Records from a dataset ->
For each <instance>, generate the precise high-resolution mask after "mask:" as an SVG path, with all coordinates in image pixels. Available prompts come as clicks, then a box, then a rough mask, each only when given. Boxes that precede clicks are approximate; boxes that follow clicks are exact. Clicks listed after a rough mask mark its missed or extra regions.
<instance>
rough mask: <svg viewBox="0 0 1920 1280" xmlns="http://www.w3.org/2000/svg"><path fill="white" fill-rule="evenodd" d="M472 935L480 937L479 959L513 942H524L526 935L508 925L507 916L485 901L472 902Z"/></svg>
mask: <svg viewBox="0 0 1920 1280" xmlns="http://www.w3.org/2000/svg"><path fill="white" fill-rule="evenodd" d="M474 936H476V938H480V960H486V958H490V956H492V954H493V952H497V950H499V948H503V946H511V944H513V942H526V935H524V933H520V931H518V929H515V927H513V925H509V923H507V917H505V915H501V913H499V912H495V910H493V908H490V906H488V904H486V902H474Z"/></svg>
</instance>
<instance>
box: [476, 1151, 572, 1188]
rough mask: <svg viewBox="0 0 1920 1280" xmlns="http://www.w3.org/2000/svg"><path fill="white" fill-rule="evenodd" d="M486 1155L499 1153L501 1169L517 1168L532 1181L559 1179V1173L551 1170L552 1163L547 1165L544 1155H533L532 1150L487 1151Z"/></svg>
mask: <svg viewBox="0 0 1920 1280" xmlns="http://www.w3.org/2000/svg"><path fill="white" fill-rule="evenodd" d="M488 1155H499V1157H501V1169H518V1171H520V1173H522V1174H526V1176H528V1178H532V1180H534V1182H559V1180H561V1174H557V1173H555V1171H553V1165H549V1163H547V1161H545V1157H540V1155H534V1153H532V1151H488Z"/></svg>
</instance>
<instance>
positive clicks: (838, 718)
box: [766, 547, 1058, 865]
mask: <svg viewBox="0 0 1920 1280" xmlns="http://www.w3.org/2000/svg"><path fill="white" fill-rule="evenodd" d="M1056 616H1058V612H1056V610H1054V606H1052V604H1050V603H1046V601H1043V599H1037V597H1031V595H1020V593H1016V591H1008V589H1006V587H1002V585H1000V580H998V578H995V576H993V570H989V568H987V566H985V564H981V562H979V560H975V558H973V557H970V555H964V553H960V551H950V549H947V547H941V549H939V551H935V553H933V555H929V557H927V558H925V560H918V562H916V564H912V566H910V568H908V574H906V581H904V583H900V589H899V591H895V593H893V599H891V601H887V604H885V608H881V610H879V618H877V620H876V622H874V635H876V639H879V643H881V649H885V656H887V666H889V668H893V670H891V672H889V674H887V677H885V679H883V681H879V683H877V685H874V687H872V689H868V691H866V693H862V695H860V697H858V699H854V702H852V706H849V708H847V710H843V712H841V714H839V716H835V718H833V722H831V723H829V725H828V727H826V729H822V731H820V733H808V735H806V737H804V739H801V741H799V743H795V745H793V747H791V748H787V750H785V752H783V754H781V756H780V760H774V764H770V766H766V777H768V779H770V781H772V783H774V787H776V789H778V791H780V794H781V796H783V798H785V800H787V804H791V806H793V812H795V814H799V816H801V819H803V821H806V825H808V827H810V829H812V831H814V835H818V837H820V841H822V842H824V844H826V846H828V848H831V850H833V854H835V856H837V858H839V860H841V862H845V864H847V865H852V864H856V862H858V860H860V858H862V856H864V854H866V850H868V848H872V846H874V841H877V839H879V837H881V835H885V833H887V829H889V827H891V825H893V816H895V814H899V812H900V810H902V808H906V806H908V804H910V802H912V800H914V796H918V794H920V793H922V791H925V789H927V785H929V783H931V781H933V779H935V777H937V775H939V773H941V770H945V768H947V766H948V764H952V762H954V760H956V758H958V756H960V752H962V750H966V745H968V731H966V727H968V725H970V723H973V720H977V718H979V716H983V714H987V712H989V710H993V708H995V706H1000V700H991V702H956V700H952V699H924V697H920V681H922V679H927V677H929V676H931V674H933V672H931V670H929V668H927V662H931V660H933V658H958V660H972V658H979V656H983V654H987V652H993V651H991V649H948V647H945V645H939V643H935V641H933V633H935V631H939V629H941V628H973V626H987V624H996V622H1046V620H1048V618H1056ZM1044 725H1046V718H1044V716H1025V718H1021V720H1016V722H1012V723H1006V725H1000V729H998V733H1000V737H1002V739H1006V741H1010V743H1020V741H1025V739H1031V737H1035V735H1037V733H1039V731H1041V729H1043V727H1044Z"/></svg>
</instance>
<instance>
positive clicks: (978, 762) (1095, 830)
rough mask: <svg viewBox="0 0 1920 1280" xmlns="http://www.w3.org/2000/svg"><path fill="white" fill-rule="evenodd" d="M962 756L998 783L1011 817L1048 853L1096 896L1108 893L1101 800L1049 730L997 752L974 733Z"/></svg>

Task prompt -> Copy all of the entries above line for line, with no changes.

Output ->
For each <instance>, generate the precise high-resolution mask after "mask:" as an SVG path, with all coordinates in image pixels. Available prompts come as clicks, then a box, then a rough mask, each only when given. Boxes that precede clicks are approximate; boxes that follow clicks are exact. Clicks listed after a rough mask mark its missed or extra regions.
<instance>
rough mask: <svg viewBox="0 0 1920 1280" xmlns="http://www.w3.org/2000/svg"><path fill="white" fill-rule="evenodd" d="M472 935L480 937L479 959L513 942H524L526 935L508 925L507 916L485 901L472 902Z"/></svg>
mask: <svg viewBox="0 0 1920 1280" xmlns="http://www.w3.org/2000/svg"><path fill="white" fill-rule="evenodd" d="M474 936H476V938H480V960H486V958H490V956H492V954H493V952H497V950H499V948H503V946H511V944H513V942H526V935H524V933H520V931H518V929H515V927H513V925H509V923H507V917H505V915H501V913H499V912H495V910H493V908H490V906H488V904H486V902H474Z"/></svg>
</instance>
<instance>
box: [476, 1151, 572, 1188]
rough mask: <svg viewBox="0 0 1920 1280" xmlns="http://www.w3.org/2000/svg"><path fill="white" fill-rule="evenodd" d="M486 1155L499 1153L501 1169L517 1168L532 1181L559 1179V1173L551 1170L552 1163L547 1165L544 1155H533L532 1150L487 1151Z"/></svg>
mask: <svg viewBox="0 0 1920 1280" xmlns="http://www.w3.org/2000/svg"><path fill="white" fill-rule="evenodd" d="M488 1155H499V1157H501V1169H518V1171H520V1173H522V1174H526V1176H528V1178H532V1180H534V1182H559V1180H561V1174H557V1173H555V1171H553V1165H549V1163H547V1161H545V1157H540V1155H534V1153H532V1151H488Z"/></svg>
</instance>
<instance>
positive clicks: (838, 718)
box: [766, 547, 1058, 865]
mask: <svg viewBox="0 0 1920 1280" xmlns="http://www.w3.org/2000/svg"><path fill="white" fill-rule="evenodd" d="M1056 616H1058V612H1056V610H1054V606H1052V604H1050V603H1046V601H1043V599H1037V597H1031V595H1020V593H1016V591H1008V589H1006V587H1002V585H1000V580H998V578H995V576H993V570H989V568H987V566H985V564H981V562H979V560H975V558H973V557H970V555H964V553H960V551H950V549H947V547H941V549H939V551H935V553H933V555H929V557H927V558H925V560H918V562H916V564H912V566H910V568H908V574H906V581H904V583H900V589H899V591H895V593H893V599H891V601H887V604H885V608H881V610H879V618H877V620H876V622H874V635H876V639H879V643H881V649H885V656H887V666H889V668H893V670H891V672H889V674H887V677H885V679H883V681H879V683H877V685H874V687H872V689H868V691H866V693H862V695H860V697H858V699H854V702H852V706H849V708H847V710H843V712H841V714H839V716H835V718H833V722H831V723H829V725H828V727H826V729H822V731H820V733H808V735H806V737H804V739H801V741H799V743H795V745H793V747H791V748H787V750H785V752H783V754H781V756H780V760H774V764H770V766H766V777H768V779H770V781H772V783H774V787H776V789H778V791H780V794H781V796H783V798H785V800H787V804H791V806H793V812H795V814H799V816H801V819H803V821H806V825H808V827H810V829H812V831H814V835H818V837H820V841H822V842H824V844H826V846H828V848H831V850H833V854H835V856H837V858H839V860H841V862H845V864H847V865H852V864H856V862H858V860H860V858H862V856H864V854H866V850H868V848H872V846H874V841H877V839H879V837H881V835H885V833H887V829H889V827H891V825H893V816H895V814H899V812H900V810H902V808H906V806H908V804H910V802H912V800H914V796H918V794H920V793H922V791H925V789H927V785H929V783H931V781H933V779H935V777H937V775H939V773H941V770H945V768H947V766H948V764H952V762H954V760H956V758H958V756H960V752H962V750H966V745H968V731H966V727H968V725H970V723H973V720H977V718H979V716H983V714H987V712H989V710H993V708H995V706H1000V700H991V702H956V700H952V699H924V697H920V681H922V679H927V677H929V676H931V674H933V672H931V670H929V668H927V662H931V660H933V658H958V660H972V658H979V656H983V654H987V652H993V651H991V649H948V647H945V645H939V643H935V641H933V633H935V631H939V629H941V628H973V626H987V624H996V622H1046V620H1048V618H1056ZM1044 725H1046V718H1044V716H1025V718H1021V720H1016V722H1012V723H1006V725H1000V729H998V733H1000V737H1002V739H1006V741H1010V743H1020V741H1025V739H1031V737H1035V735H1037V733H1039V731H1041V729H1043V727H1044Z"/></svg>
</instance>
<instance>
positive clicks: (978, 762) (1095, 830)
rough mask: <svg viewBox="0 0 1920 1280" xmlns="http://www.w3.org/2000/svg"><path fill="white" fill-rule="evenodd" d="M962 756L998 783L1011 817L1048 853L1096 896L1108 893L1101 800L1049 730L997 752L974 733Z"/></svg>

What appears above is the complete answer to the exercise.